- **Excerpt to read**:

Boost Workshop at OOPSLA 2004

D

David B. Held

[...]
So I don't understand it. Even if it only takes a single man year to
implement export, I can understand companies like Digital Mars having
some hesitancy -- I would imagine that even one man year represents a
significant part of your development budget. I can understand the
problem by g++ as well -- they have more than three developpers, but
since you don't feed a family on what you make working on g++, their
developers can't normally work full time on it. But even supposing that
it takes five man years (although others have done it in less), there
are vendors out there for whom five man years is less that a tenth of
one percent of their advertising budget. What's their excuse?

I find it particularly hypocritical that some of these companies (and
there isn't just one of them) are extremely active and visible in the
standardization effort, and then choose to totally ignore the results
when it doesn't suit them. Personally, it gives me the impression that
this activity is just a sophisticated form of advertising. False
advertising, in fact.

In N1426, EDG makes the important point that implementing export would
likely stall development on any other features for a given compiler,
because it so pervasively affects the entire codebase. So it's not 5
man-years in parallel with other feature additions. It is 5 man-years
that form a bottleneck for development of the entire product. Since
there are plenty of other goodies to add to C++ (and since most other
vendors still have a ways to go merely to be conforming without regards
to export), it makes sense that most vendors, regardless of size, would
tend to favor the features actually requested by users, rather than the
albatross mandated by the standard with virtually no noticeable demand
from the market.

Dave
 
H

Hyman Rosen

John said:
Do you really expect programmers to make macros for every class they
make? What next, a macro generator ;)?

Why not? You're just doing it in one place, in the implementation file.

- **Raw records**:
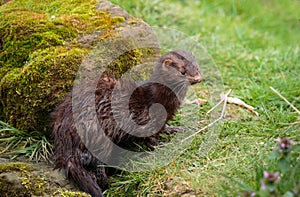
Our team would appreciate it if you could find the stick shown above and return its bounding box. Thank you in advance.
[181,89,232,142]
[270,86,300,115]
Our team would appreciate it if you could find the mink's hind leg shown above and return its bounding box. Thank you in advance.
[66,156,106,197]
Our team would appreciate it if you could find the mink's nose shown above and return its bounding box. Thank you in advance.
[191,73,202,85]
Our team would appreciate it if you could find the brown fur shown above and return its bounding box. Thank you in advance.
[52,50,201,196]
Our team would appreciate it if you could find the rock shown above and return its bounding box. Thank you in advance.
[0,0,159,134]
[0,160,90,197]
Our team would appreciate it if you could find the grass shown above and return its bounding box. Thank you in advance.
[0,0,300,196]
[106,0,300,196]
[0,121,53,162]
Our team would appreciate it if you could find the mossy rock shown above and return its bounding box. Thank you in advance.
[0,0,159,133]
[0,158,90,197]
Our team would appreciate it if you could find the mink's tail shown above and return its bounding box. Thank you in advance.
[66,157,104,197]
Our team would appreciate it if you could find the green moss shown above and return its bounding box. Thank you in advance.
[0,162,47,196]
[0,162,31,173]
[0,47,87,131]
[55,189,91,197]
[0,0,129,131]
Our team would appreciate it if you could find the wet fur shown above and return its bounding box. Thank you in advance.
[52,50,201,196]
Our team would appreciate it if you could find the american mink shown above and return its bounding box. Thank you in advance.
[52,50,202,196]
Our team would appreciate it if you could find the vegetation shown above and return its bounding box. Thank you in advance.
[106,0,300,196]
[0,0,300,196]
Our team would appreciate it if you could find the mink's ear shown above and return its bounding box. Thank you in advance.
[162,59,174,70]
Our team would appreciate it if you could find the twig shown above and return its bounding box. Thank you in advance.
[270,86,300,115]
[181,89,232,142]
[227,97,259,116]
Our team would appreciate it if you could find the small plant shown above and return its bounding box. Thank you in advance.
[225,138,300,197]
[0,121,53,161]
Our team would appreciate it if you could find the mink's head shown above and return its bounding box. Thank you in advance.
[156,50,202,85]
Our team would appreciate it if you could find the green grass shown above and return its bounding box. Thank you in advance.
[0,0,300,196]
[106,0,300,196]
[0,121,53,162]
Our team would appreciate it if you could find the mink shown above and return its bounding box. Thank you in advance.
[51,50,202,197]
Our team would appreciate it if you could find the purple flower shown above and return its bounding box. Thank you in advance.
[277,137,294,152]
[260,181,267,190]
[262,171,280,184]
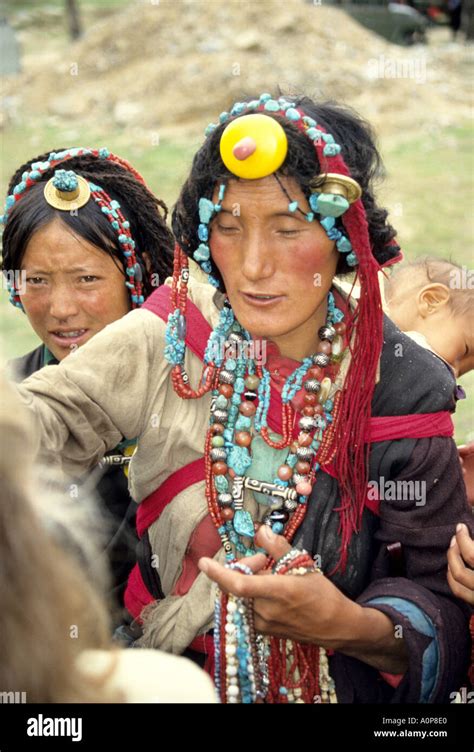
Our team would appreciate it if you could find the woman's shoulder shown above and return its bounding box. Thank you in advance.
[372,316,456,416]
[6,345,44,383]
[78,648,216,703]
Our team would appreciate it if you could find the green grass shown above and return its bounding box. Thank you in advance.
[0,122,474,443]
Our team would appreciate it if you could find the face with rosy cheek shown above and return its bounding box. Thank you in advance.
[209,175,339,360]
[20,219,130,360]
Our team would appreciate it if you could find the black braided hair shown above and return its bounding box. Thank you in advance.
[172,96,400,287]
[2,149,174,297]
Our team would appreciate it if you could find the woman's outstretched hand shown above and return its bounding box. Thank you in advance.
[199,525,406,673]
[448,523,474,606]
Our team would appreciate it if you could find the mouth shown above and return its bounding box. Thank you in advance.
[241,292,285,307]
[49,329,89,347]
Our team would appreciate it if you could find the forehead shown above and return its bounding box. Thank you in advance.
[213,175,305,214]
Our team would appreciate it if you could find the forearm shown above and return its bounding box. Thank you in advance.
[326,602,408,674]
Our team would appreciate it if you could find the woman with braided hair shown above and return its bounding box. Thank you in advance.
[2,148,172,616]
[10,98,469,703]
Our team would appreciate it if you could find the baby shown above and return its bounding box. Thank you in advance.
[385,256,474,377]
[385,256,474,681]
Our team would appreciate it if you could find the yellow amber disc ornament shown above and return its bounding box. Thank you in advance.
[220,113,288,180]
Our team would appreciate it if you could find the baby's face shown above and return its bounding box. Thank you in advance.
[423,311,474,377]
[389,289,474,377]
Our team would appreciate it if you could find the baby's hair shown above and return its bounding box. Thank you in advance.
[385,256,474,316]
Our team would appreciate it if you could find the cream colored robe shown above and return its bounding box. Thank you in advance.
[14,278,354,654]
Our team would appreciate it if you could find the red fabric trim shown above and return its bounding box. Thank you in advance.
[171,514,222,595]
[124,564,154,619]
[379,671,405,689]
[364,410,454,443]
[137,457,206,538]
[142,285,212,360]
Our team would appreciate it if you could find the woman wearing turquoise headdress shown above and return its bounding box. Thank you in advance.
[12,100,469,703]
[2,148,172,616]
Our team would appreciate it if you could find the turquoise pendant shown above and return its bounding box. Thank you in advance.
[232,509,255,538]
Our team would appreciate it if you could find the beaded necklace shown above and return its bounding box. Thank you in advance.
[206,293,345,561]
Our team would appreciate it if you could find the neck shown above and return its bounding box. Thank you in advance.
[260,297,327,361]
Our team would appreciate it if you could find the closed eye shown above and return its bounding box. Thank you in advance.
[216,224,239,232]
[80,274,99,282]
[277,230,301,238]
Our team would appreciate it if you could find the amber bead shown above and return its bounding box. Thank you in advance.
[212,460,227,475]
[278,465,293,480]
[298,431,313,446]
[239,400,257,418]
[244,375,260,392]
[318,341,332,355]
[307,366,324,381]
[219,384,234,399]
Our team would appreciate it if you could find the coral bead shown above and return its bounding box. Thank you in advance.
[296,481,312,496]
[212,461,227,475]
[239,400,257,418]
[298,431,313,446]
[245,375,260,392]
[278,465,293,480]
[219,384,234,399]
[235,431,252,446]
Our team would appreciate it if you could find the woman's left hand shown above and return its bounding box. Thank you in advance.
[448,524,474,606]
[199,525,364,649]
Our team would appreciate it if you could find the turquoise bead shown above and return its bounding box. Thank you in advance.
[232,509,255,538]
[318,193,349,217]
[323,144,341,157]
[264,99,280,112]
[199,198,214,225]
[214,475,229,493]
[309,193,319,212]
[285,107,301,122]
[346,252,358,266]
[336,235,352,253]
[235,414,252,431]
[227,446,252,475]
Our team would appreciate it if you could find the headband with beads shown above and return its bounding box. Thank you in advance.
[193,94,372,287]
[0,147,145,310]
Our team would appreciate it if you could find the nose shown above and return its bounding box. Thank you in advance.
[241,230,275,282]
[49,282,79,321]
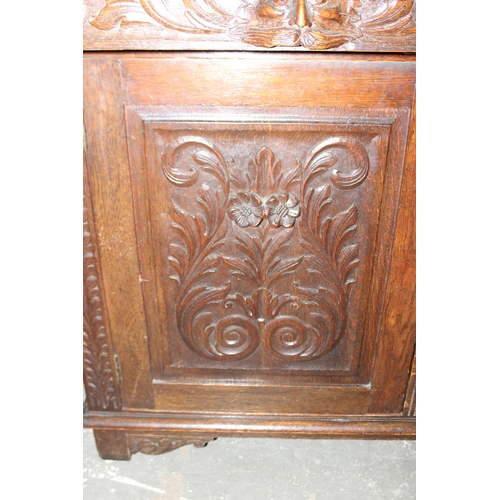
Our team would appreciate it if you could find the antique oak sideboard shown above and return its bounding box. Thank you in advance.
[83,0,416,459]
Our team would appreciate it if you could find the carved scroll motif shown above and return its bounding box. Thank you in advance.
[162,137,369,361]
[91,0,415,50]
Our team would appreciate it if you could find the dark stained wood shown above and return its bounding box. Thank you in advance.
[83,412,415,440]
[83,0,416,52]
[84,10,415,459]
[155,382,370,415]
[94,429,131,460]
[84,59,153,408]
[370,92,416,413]
[403,353,417,417]
[83,163,121,410]
[121,53,415,109]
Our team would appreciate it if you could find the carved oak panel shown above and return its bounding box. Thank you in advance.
[124,108,391,382]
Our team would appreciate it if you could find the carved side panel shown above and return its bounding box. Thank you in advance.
[83,180,120,410]
[125,111,389,378]
[87,0,415,50]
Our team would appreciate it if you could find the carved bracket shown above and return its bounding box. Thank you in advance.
[127,434,215,455]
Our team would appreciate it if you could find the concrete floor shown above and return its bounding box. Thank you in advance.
[83,430,416,500]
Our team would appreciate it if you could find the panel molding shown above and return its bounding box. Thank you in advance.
[83,412,416,439]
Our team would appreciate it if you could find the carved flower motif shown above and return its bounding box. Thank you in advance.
[229,193,264,227]
[266,191,300,227]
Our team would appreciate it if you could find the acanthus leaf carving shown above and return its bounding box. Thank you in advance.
[91,0,415,50]
[162,136,370,361]
[83,188,119,410]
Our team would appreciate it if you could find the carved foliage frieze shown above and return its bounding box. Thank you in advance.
[161,136,370,361]
[83,190,119,410]
[91,0,415,50]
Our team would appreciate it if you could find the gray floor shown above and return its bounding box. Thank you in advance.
[83,430,416,500]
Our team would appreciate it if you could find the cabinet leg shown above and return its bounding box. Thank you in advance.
[94,430,131,460]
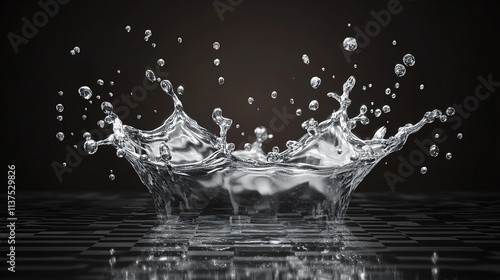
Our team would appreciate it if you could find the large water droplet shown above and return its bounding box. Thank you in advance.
[309,100,319,111]
[394,63,406,77]
[429,145,439,157]
[446,107,455,117]
[101,101,113,115]
[56,104,64,113]
[145,69,156,83]
[302,54,310,65]
[310,76,321,89]
[56,132,64,141]
[342,37,358,52]
[212,42,220,50]
[403,53,415,66]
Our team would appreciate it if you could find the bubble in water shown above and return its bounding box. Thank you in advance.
[212,42,220,50]
[311,76,321,89]
[429,145,439,157]
[177,85,184,95]
[78,86,92,100]
[101,101,113,115]
[56,103,64,113]
[145,69,156,83]
[431,252,438,264]
[342,37,358,52]
[446,107,455,117]
[83,139,97,155]
[302,54,310,65]
[394,63,406,77]
[403,53,415,66]
[309,100,319,111]
[56,132,64,141]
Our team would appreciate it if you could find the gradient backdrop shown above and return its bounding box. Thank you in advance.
[1,0,500,193]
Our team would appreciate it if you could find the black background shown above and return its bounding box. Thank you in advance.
[1,0,500,192]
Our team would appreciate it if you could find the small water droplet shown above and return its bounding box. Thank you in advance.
[302,54,310,65]
[309,100,319,111]
[212,42,220,50]
[446,107,455,117]
[56,132,64,141]
[429,145,439,157]
[145,69,156,83]
[78,86,92,100]
[403,53,415,66]
[394,63,406,77]
[310,76,321,89]
[342,37,358,52]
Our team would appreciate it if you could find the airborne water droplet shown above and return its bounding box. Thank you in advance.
[145,69,156,83]
[394,63,406,77]
[302,54,310,65]
[56,132,64,141]
[403,53,415,66]
[342,37,358,52]
[310,77,321,89]
[309,100,319,111]
[429,145,439,157]
[212,42,220,50]
[56,104,64,113]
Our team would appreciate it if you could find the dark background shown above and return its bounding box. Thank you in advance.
[1,0,500,192]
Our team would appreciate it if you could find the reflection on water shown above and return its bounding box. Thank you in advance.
[110,217,402,280]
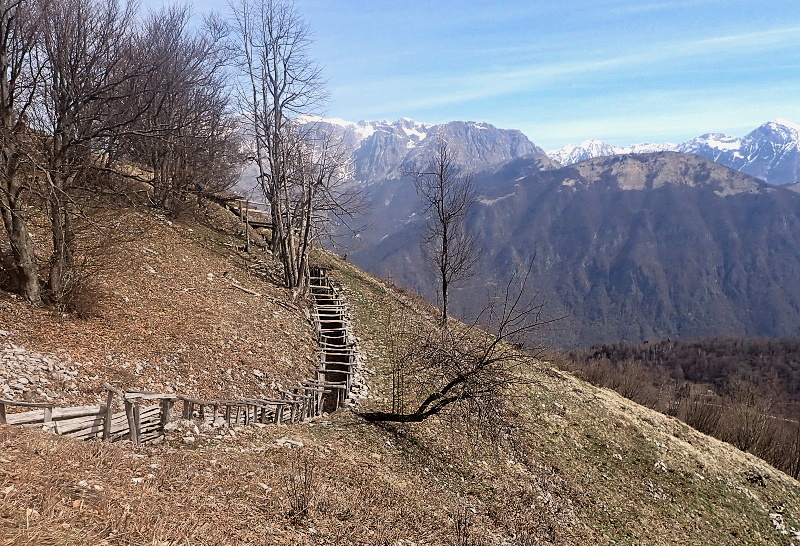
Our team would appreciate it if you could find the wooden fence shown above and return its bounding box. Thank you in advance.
[0,269,355,445]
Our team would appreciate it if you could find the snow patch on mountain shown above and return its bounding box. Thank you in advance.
[547,139,677,165]
[548,119,800,185]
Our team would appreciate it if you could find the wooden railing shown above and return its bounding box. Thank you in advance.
[0,269,356,445]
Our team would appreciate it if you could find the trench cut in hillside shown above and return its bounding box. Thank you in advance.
[308,268,361,412]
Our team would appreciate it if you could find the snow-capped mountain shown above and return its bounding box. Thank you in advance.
[548,119,800,185]
[679,119,800,185]
[547,139,677,165]
[301,117,549,183]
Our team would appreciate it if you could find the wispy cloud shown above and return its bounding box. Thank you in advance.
[342,26,800,116]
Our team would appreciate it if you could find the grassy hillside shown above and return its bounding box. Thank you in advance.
[0,203,800,545]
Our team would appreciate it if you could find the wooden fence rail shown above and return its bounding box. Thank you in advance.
[0,269,356,445]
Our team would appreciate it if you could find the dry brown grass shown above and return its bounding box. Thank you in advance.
[0,206,800,546]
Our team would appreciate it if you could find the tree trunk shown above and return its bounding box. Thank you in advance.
[0,184,42,305]
[47,171,75,304]
[0,153,42,305]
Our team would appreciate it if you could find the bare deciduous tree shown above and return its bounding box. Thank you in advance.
[232,0,325,289]
[361,268,555,425]
[31,0,142,303]
[123,5,241,212]
[410,136,478,326]
[0,0,42,304]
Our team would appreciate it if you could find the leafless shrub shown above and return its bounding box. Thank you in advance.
[283,450,317,522]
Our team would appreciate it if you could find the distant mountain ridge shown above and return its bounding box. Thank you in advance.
[548,119,800,185]
[348,152,800,346]
[301,116,552,184]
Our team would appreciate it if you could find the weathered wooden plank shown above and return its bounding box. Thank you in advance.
[0,398,55,408]
[125,400,139,445]
[125,392,178,400]
[53,412,105,434]
[103,389,116,442]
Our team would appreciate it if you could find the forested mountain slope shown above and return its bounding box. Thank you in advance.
[0,202,800,545]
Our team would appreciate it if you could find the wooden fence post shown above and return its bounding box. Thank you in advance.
[161,398,175,428]
[44,406,53,432]
[103,389,114,442]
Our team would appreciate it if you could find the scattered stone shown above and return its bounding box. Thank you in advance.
[164,421,181,432]
[275,437,305,447]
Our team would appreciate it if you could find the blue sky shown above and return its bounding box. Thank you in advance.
[159,0,800,149]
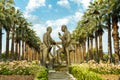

- **Problem details**: In the Boost Workshop at OOPSLA 2004 text, what point does EDG make in N1426 about implementing export?

- **Solution to the exercise**: EDG says implementing export would likely stall development on any other features for a given compiler, because it affects the entire codebase so pervasively.